■ Your goal ■
In the mailing-list reply below about a race condition on AMD processors, list every date that appears, in order of appearance.

■ Provided passage ■

○ ○ ○ ○ ○ ○ ○

Re: [RFC PATCH 1/2] x86/perf/amd: Resolve race condition when disabling PMC
From: Lendacky, Thomas
Date: Fri Mar 15 2019 - 10:06:57 EST
On 3/15/19 5:50 AM, Peter Zijlstra wrote:
> On Mon, Mar 11, 2019 at 04:48:44PM +0000, Lendacky, Thomas wrote:
>> On AMD processors, the detection of an overflowed counter in the NMI
>> handler relies on the current value of the counter. So, for example, to
>> check for overflow on a 48 bit counter, bit 47 is checked to see if it
>> is 1 (not overflowed) or 0 (overflowed).
>>
>> There is currently a race condition present when disabling and then
>> updating the PMC. Increased NMI latency in newer AMD processors makes this
>> race condition more pronounced.
>
> Increased NMI latency also makes the results less useful :/ What amount
> of skid are we talking about, and is there anything AMD is going to do
> about this?
I haven't looked into the amount of skid, but, yes, the hardware team is
looking at this.

○ ○ ○ ○ ○ ○ ○

■ Dataset records ■
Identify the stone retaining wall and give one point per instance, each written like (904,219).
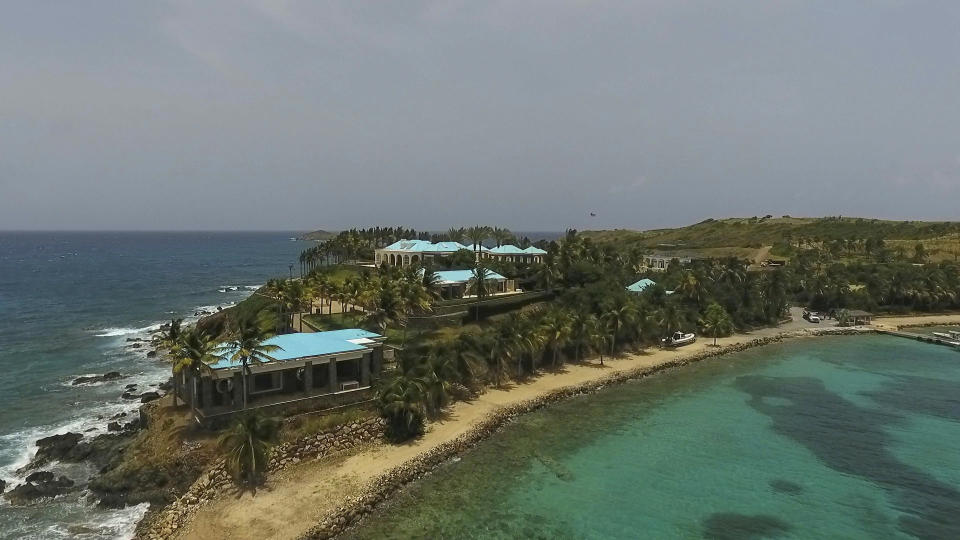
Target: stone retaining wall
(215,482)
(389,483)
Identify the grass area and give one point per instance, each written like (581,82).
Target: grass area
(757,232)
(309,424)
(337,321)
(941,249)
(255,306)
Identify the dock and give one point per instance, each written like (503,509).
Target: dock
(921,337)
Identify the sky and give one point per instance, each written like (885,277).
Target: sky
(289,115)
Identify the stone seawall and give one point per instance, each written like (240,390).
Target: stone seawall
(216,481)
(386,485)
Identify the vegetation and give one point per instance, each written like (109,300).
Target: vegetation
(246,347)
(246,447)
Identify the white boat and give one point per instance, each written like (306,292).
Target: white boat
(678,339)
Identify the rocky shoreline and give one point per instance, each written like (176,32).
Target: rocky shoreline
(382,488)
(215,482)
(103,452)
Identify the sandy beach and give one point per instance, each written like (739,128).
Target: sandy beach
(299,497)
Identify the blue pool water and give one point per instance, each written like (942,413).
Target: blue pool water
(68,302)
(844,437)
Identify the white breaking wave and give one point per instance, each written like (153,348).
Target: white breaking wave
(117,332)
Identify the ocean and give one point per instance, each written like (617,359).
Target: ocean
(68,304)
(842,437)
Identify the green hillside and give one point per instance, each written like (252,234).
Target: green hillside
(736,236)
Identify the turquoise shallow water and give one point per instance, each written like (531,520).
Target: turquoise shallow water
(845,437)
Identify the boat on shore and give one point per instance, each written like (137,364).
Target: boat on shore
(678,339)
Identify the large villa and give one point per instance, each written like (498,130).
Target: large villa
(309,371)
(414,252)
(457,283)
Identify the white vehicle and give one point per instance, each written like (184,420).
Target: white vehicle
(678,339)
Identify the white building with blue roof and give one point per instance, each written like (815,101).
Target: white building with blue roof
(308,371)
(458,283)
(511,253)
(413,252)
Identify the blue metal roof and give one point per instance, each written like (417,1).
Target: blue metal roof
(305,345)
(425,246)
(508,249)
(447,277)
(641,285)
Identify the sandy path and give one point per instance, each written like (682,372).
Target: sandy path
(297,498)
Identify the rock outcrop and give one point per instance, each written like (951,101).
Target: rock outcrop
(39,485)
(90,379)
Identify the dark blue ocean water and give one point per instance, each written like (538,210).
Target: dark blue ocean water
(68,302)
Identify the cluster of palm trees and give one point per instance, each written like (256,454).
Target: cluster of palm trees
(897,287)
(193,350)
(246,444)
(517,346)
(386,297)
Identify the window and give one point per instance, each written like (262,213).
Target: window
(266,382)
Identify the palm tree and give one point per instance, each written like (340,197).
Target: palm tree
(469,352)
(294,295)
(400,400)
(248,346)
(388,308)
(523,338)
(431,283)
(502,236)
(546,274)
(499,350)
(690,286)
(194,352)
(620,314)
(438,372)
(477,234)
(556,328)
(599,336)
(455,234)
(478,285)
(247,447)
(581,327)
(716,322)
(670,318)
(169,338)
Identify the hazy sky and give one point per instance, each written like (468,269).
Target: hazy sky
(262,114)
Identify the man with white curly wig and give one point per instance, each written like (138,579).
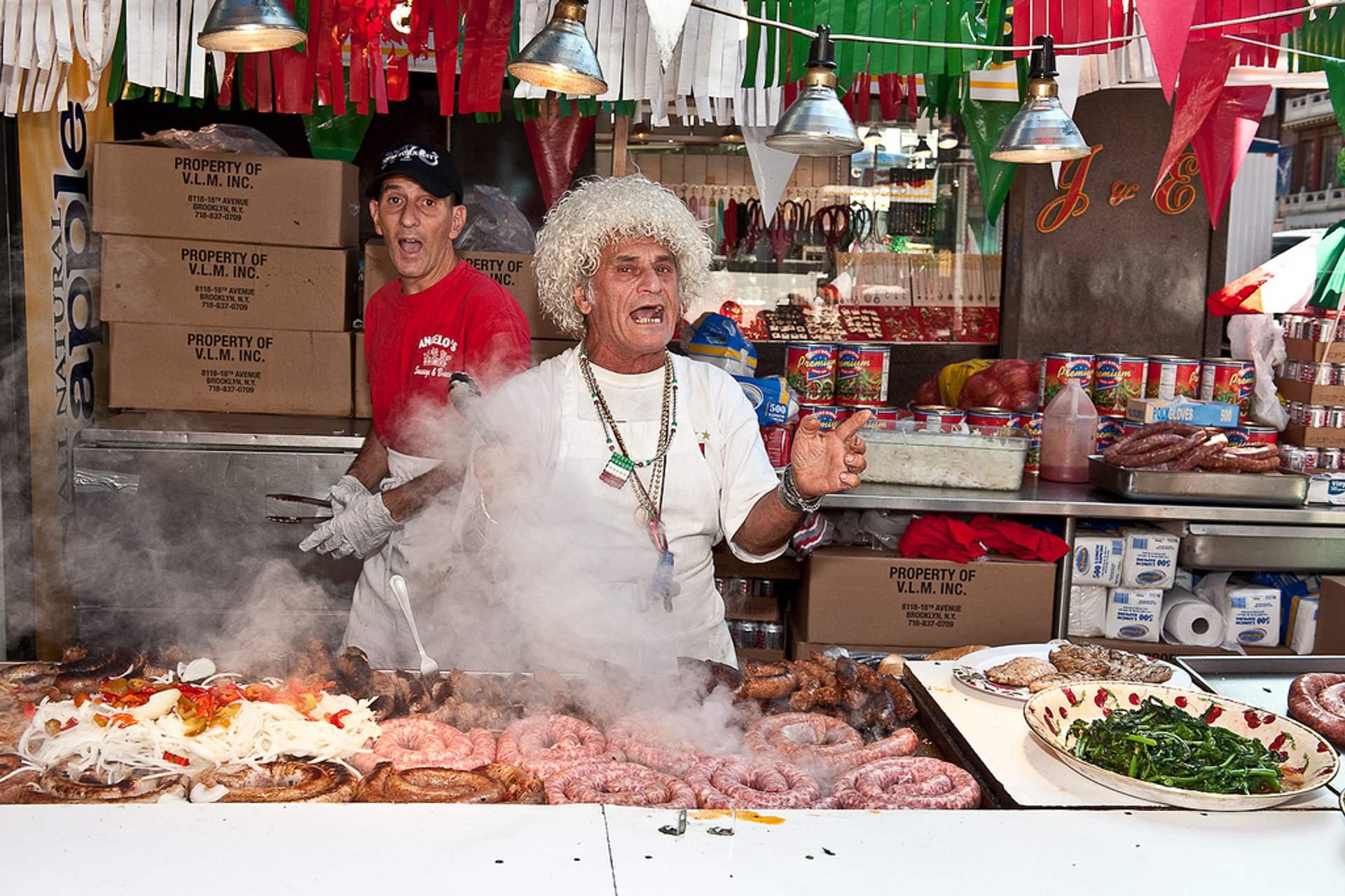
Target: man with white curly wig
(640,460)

○ ○ ○ ○ ○ ○ ○

■ Exercise output ■
Fri Mar 15 2019
3/15/19
Mon, Mar 11, 2019